Goal 1 = List the greetings that the sermon excerpt below quotes from the people who welcomed the speaker back.

Document section =
So, last Sunday, as I greeted folks, many of whom I remembered, and as I sat up front, glancing around the church sanctuary, I was struck by those who weren’t there who I remembered: Mary Bell, Charlie Reynolds, Lois Shimon, Marihonor Widmayer, Harry Henderson, Jack & Betty Case, George & Midge Mack, Bill Lowery and on and on…
Even more striking though- (and more to the point for today) is the welcome I received from so many folks… “It is so wonderful to have you back!”, “I’m so glad you’re here!”, “Welcome back to where you belong!”, (and so on…)
Putting these two notions together; missing folks, aware that they were indeed looking down upon us all from the gaze of heaven, combined with the welcome I received, caused me to share with them, pretty spontaneously, what I’m about to share with you now. (Now the sermon begins….)
Of all the sounds of salvation we hear in our lives, and there are many; perhaps the most common, and maybe the most important word we hear is ‘welcome!”
It is an opening invitation to belong, to take your rightful place, made just for you; to fit right in, to be at home, to be safe, sound and secure; whole, wanted. In the right context, a proper welcome might be rightly understood as a ‘quick dose of heaven.’
What I mean by that, is if, from that brief experience I had last weekend, that feeling of being REALLY welcomed, is anything remotely close to what heaven is all about, – where our loved ones dwell, where God is truly sovereign and evil has been banished, then what a wonderful thing it is! It is a great thing to celebrate, to sing about, to give thanks for, and to pray and live toward, too!
If the church is in any measure an outpost of heaven, and I definitely believe it is, then we have a special calling to be as welcoming as we can to all of God’s people; to extend the fundamental sounds of salvation, beginning with our welcome, to as many as enter our doors- and then to take that same welcome with us as we go, in Jesus’ name.

Goal 2 = Find every line of the listing below that contains the string "slice", matching case exactly, and copy each such line.

Data listing =
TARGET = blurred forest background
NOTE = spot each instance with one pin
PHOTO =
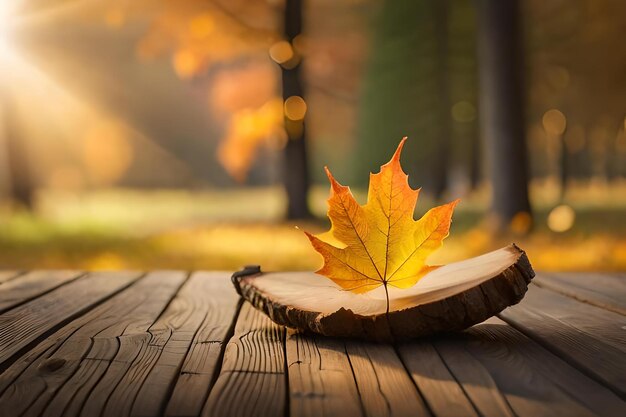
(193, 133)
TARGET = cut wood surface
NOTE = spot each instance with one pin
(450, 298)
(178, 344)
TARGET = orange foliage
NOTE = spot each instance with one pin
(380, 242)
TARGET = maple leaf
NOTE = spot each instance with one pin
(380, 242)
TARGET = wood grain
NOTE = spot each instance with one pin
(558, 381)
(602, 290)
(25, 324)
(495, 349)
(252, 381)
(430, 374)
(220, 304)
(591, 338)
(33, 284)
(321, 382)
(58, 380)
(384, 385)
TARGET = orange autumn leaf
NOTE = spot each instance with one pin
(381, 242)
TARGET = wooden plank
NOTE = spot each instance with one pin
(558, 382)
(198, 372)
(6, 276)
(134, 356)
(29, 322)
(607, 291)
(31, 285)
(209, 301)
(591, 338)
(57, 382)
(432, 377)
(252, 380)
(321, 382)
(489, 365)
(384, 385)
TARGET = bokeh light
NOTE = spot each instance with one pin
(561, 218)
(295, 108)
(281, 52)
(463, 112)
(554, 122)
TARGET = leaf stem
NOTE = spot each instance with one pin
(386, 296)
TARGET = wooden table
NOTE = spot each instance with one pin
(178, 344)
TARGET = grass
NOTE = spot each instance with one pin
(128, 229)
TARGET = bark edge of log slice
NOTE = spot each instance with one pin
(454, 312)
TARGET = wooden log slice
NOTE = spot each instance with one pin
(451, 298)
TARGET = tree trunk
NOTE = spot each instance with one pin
...
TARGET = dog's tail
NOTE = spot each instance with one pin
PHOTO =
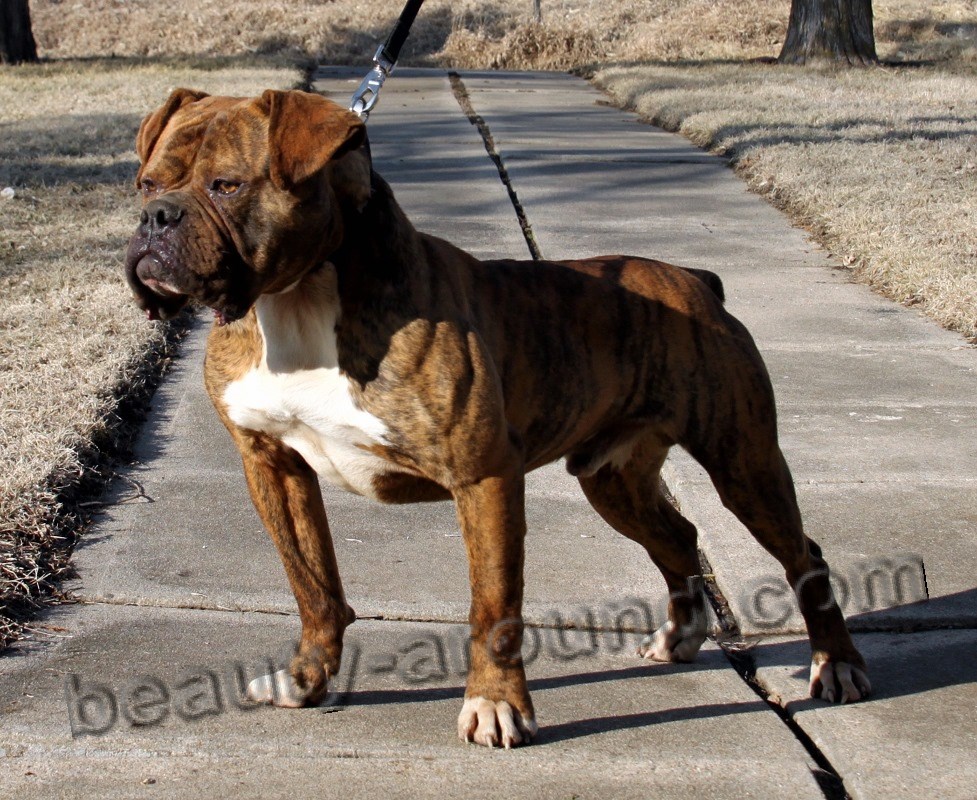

Expected output 1 =
"It is so wonderful to have you back!"
"I'm so glad you're here!"
"Welcome back to where you belong!"

Expected output 2 =
TARGET = bark edge of log slice
TARGET = wooden log slice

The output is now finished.